Howard County Special Education: What HCPSS Parents Actually Need to Know

Howard County consistently ranks among the wealthiest school districts in the United States, with a median household income pushing $147,000. That financial reality shapes how most parents approach HCPSS special education: they assume a well-funded district runs a clean, responsive IEP process. Many are blindsided to discover it doesn't.

The Howard County Public School System (HCPSS) operates under the same Code of Maryland Regulations (COMAR) as every other Maryland LEA. That means the same 90-calendar-day timeline from written referral to eligibility determination, the same 60-day window to complete assessments once you sign consent, and the same legally mandated five-day rule requiring the school to send you all draft documents before each IEP meeting. What differs is the local administrative culture and the specific friction points parents hit inside this district.

What the HCPSS IEP Process Actually Looks Like

HCPSS uses the Maryland Online IEP system like every other county, but the district has its own procedural scaffolding layered on top. When a child is referred for a special education evaluation — whether by a teacher, a parent, or another school staff member — the referral goes to the school's IEP chair, who coordinates the multidisciplinary team.

Data extracts:

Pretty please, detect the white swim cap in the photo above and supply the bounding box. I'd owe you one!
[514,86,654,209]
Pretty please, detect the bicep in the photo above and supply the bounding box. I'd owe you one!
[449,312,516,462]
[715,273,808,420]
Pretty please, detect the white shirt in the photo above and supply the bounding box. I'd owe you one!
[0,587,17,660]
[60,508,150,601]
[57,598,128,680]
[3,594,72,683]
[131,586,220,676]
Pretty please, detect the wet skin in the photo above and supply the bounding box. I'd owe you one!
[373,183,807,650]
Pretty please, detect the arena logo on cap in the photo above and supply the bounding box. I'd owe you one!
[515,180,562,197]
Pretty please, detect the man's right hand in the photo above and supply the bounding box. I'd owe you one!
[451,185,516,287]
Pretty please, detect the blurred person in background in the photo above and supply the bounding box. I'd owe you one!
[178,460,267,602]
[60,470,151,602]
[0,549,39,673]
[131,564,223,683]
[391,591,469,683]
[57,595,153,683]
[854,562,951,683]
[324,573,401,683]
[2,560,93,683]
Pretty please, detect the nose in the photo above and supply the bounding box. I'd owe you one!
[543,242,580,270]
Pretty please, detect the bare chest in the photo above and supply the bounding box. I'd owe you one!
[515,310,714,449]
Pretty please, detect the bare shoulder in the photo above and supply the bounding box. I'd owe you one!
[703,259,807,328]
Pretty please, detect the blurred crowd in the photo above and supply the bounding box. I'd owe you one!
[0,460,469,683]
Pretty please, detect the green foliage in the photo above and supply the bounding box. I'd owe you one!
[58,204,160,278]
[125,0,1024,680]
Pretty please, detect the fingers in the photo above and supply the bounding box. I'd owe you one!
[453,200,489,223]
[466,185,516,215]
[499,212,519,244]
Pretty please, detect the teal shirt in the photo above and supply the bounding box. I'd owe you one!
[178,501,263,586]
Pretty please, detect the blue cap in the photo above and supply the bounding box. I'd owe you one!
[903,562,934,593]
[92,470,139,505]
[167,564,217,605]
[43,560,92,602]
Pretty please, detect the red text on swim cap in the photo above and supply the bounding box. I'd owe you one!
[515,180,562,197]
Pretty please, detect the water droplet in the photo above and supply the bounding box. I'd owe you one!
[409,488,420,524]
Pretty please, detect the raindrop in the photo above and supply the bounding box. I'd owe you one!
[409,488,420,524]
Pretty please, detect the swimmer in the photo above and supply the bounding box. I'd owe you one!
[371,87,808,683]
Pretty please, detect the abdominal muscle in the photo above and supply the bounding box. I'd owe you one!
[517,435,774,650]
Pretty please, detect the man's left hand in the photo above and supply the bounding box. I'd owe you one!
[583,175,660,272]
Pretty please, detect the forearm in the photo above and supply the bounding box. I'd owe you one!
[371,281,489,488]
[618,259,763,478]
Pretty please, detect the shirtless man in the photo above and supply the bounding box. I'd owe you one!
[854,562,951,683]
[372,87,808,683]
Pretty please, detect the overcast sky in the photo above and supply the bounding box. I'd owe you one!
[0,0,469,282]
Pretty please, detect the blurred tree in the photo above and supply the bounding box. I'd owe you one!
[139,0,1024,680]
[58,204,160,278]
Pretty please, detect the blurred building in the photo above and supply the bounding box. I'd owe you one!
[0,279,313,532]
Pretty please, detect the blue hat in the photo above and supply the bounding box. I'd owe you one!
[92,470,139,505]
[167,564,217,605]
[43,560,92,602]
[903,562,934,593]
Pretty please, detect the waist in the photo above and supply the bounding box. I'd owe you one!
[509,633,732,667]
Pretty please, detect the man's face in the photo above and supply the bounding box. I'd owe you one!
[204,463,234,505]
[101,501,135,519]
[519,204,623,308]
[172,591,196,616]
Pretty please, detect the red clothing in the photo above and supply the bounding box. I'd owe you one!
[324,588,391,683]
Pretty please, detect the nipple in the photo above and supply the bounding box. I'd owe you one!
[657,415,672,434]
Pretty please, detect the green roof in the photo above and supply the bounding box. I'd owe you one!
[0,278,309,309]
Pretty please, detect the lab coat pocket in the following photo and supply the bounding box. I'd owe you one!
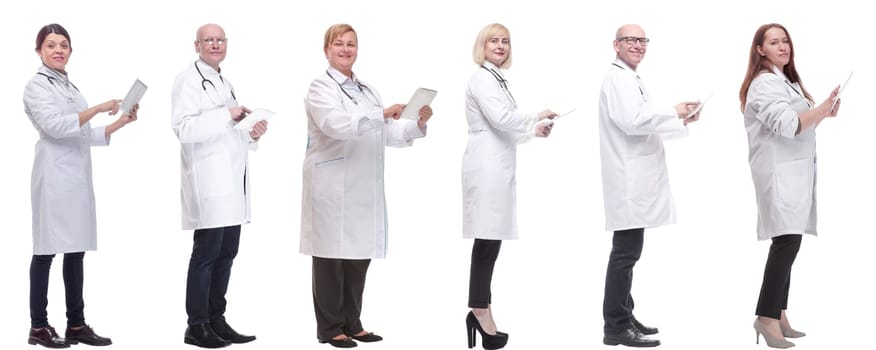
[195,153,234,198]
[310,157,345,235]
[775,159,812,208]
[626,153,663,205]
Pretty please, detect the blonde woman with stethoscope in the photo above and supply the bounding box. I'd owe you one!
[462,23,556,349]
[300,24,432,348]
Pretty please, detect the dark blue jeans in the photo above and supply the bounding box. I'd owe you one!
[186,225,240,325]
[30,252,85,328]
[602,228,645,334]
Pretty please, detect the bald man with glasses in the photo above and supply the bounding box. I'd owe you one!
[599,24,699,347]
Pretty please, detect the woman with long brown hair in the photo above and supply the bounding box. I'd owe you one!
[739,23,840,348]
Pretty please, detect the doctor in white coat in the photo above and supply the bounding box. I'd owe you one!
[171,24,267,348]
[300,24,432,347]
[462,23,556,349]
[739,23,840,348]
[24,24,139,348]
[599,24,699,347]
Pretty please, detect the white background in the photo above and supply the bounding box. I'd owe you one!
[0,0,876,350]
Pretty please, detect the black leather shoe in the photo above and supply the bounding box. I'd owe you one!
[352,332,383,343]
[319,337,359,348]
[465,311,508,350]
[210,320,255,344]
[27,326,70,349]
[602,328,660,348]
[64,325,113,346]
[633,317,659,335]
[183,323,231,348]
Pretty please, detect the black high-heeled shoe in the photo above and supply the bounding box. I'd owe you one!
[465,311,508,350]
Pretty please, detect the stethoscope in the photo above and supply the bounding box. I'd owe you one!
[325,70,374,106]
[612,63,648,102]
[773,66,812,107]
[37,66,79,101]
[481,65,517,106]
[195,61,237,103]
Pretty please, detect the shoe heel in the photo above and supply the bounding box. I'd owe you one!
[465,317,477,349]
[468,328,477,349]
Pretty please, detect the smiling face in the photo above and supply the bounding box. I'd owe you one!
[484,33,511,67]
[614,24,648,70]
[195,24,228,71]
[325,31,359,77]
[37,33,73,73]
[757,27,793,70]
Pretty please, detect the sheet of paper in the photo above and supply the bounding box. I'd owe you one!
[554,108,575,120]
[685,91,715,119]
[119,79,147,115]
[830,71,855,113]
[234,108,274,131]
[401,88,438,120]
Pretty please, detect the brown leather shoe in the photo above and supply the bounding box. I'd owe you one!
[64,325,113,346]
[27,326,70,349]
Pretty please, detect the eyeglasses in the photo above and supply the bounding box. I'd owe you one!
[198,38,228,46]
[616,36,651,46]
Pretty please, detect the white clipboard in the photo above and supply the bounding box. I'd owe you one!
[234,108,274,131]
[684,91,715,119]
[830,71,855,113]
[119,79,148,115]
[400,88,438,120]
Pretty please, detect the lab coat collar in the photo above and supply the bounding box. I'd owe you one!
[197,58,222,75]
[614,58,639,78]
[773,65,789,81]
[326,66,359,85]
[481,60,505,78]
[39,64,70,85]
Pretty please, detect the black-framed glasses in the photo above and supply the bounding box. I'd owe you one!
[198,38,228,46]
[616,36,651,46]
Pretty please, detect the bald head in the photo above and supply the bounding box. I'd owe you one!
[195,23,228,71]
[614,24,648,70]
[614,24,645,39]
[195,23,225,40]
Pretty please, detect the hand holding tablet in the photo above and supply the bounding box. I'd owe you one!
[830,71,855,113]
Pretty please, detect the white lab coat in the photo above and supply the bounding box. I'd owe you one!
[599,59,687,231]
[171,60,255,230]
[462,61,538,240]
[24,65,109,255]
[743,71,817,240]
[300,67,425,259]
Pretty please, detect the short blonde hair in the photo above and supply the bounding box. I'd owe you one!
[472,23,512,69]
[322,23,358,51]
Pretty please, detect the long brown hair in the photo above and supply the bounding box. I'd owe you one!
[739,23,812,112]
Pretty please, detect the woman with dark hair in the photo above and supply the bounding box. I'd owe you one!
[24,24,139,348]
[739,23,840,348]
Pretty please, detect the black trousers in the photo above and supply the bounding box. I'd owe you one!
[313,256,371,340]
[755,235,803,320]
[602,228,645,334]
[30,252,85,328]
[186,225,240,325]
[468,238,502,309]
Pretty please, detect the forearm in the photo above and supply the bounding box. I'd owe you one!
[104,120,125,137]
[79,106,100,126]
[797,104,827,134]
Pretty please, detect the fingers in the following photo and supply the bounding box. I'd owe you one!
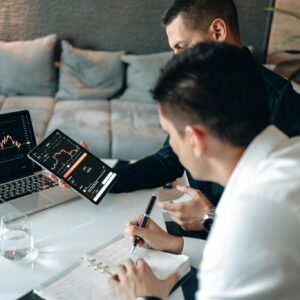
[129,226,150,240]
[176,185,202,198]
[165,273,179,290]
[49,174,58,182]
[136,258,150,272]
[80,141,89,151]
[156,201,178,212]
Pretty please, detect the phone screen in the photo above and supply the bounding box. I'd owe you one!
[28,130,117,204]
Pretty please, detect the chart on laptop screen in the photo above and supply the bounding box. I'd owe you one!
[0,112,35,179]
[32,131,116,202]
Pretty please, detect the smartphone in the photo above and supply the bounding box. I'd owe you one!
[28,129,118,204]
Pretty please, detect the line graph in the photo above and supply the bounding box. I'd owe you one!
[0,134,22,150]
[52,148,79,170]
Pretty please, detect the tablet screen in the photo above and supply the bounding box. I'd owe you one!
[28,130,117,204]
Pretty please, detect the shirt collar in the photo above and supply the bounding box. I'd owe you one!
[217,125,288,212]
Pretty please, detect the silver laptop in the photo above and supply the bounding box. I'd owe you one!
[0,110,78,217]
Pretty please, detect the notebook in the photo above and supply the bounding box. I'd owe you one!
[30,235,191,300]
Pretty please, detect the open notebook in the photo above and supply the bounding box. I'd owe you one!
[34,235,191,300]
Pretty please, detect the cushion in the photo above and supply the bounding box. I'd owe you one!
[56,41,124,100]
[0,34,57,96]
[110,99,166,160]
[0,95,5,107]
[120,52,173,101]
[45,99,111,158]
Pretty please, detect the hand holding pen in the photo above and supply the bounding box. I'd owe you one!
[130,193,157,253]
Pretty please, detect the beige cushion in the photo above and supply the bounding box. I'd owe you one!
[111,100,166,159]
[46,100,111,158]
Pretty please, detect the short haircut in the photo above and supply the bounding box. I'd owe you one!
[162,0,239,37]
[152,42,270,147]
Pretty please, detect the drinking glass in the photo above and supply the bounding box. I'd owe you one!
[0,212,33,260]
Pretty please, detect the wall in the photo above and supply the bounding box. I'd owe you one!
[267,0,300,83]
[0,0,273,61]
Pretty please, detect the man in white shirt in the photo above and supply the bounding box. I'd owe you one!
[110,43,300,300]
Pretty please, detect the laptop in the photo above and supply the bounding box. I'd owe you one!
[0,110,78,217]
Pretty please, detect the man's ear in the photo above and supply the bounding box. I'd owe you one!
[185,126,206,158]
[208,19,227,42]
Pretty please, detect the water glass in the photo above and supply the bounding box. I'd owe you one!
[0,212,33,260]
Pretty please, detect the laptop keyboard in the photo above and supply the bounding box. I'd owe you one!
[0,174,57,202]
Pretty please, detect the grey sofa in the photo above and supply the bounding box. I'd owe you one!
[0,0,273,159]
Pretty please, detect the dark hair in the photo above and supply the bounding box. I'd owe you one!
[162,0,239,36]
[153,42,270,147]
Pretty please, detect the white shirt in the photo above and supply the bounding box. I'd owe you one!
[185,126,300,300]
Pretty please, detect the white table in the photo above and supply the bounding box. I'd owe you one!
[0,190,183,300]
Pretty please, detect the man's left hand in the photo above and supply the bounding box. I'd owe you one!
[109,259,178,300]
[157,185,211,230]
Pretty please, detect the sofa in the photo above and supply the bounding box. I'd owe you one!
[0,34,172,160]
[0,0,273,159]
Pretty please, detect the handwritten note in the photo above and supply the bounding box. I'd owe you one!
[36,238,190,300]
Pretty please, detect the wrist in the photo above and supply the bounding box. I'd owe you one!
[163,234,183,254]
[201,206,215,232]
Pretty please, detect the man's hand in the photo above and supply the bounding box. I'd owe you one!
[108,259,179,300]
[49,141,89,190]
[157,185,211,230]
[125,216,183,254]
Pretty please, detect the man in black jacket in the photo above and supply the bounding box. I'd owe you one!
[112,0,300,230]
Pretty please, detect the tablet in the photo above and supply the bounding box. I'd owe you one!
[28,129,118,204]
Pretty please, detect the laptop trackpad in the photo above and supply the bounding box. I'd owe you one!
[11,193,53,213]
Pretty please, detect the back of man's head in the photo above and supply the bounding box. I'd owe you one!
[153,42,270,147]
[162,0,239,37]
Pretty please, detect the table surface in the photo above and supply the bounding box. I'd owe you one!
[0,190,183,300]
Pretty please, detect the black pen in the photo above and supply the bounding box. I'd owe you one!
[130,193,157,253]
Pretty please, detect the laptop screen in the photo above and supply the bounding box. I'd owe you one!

Exercise: Please extract the stretch from "Howard County consistently" through "discover it doesn't." in the HCPSS special education text, word for word. None of the data matters here.

Task response:
Howard County consistently ranks among the wealthiest school districts in the United States, with a median household income pushing $147,000. That financial reality shapes how most parents approach HCPSS special education: they assume a well-funded district runs a clean, responsive IEP process. Many are blindsided to discover it doesn't.